# DIRECTIONS:
Pick out each line in the rows below that contains the word "stone" with the same uppercase and lowercase letters, and copy those lines.

________________

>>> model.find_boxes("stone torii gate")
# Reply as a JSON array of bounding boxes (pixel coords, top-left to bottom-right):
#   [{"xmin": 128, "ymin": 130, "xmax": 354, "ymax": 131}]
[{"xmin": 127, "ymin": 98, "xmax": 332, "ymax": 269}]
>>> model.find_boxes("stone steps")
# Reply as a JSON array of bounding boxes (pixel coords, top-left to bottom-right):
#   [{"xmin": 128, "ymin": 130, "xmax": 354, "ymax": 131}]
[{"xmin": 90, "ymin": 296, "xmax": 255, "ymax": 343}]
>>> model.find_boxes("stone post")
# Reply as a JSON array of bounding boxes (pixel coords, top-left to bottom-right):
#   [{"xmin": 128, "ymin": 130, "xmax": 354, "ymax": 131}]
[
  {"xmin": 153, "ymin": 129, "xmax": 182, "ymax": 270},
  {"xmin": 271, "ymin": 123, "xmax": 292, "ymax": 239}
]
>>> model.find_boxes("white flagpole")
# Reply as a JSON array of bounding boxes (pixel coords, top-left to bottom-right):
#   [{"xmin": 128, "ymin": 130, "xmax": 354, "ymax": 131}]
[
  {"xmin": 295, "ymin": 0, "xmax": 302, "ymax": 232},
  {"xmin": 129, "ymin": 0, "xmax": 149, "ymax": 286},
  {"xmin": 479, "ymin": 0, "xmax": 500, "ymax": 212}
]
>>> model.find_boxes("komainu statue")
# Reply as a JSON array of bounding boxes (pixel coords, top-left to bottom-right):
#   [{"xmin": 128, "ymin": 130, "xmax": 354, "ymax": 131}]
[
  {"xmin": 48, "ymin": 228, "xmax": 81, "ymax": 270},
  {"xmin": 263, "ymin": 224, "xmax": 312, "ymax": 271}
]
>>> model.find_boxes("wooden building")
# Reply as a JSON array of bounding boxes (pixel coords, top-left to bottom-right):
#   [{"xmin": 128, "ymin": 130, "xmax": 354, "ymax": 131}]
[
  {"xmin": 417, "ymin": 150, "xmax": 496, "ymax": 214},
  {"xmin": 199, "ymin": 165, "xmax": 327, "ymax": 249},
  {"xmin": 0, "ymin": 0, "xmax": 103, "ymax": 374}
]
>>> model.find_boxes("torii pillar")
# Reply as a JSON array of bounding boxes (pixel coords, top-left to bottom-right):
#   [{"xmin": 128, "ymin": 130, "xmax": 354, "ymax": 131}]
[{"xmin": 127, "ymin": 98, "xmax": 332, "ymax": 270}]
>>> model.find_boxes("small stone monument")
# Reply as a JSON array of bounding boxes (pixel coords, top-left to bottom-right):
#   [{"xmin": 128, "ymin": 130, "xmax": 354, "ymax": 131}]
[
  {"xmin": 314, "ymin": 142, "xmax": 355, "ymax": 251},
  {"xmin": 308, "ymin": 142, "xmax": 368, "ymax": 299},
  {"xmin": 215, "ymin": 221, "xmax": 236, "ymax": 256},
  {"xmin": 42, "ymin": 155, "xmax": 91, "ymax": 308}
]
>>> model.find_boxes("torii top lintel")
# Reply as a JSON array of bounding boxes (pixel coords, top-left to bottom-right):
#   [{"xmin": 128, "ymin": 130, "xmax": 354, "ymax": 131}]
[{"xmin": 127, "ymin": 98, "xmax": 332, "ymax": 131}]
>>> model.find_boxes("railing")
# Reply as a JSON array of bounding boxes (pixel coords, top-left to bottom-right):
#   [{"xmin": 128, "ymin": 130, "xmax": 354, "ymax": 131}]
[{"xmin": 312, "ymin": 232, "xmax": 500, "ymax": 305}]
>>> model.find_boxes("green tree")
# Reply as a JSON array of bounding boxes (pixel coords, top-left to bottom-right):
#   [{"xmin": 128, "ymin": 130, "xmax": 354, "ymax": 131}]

________________

# WRITTEN ANSWER:
>>> model.find_boxes("stone torii gate")
>>> model.find_boxes("stone steps")
>>> model.find_boxes("stone post")
>>> model.find_boxes("small stone monument")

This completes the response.